Dataset excerpts:
*** Begin section ***
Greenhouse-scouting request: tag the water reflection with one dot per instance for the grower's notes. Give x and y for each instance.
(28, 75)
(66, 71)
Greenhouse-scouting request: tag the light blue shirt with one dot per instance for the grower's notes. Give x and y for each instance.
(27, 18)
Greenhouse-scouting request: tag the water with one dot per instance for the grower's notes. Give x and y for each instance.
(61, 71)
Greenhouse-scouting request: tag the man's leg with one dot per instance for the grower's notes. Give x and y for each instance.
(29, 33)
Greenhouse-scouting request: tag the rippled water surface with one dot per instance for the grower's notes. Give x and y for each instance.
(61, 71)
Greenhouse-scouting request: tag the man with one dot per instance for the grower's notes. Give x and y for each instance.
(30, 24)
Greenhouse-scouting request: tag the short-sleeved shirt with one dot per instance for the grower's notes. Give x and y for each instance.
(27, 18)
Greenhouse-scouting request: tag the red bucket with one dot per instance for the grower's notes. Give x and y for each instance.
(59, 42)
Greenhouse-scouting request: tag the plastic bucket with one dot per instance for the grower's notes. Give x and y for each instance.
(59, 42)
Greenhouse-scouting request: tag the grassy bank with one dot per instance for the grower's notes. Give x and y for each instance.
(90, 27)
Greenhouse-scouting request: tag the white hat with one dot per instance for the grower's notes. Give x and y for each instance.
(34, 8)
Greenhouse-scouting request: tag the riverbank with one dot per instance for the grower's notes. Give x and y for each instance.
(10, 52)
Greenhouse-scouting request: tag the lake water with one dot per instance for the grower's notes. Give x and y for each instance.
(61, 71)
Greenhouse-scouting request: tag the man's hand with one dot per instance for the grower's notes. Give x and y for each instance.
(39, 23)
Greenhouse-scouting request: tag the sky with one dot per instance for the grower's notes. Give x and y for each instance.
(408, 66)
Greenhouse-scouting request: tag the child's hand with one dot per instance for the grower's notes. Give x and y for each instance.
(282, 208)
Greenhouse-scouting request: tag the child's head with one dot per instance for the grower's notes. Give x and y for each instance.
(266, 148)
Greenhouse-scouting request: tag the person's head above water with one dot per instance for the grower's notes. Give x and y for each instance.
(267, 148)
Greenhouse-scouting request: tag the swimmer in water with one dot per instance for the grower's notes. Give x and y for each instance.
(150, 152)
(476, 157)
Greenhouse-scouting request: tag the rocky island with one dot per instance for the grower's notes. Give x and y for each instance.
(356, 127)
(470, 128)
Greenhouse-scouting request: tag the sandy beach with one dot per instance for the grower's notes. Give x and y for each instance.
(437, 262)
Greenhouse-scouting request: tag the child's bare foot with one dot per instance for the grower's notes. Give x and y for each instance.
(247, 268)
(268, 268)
*** End section ***
TASK
Exactly reproduce the lines of the data above that run from the line containing "Greenhouse-scouting request: tag the rocky" through the final one.

FINISHED EXERCISE
Greenhouse-scouting request: tag the rocky island with one dot per instance for the grower's notes. Give x and y for each instance.
(356, 127)
(470, 128)
Greenhouse-scouting request: tag the sandy beach with one dot per instance for the grower's notes. Give x and y for each instance.
(437, 262)
Greenhouse-scouting request: tag the child's bare foot with one dot per instance for the grower's notes. Give x and y for each instance.
(247, 268)
(268, 268)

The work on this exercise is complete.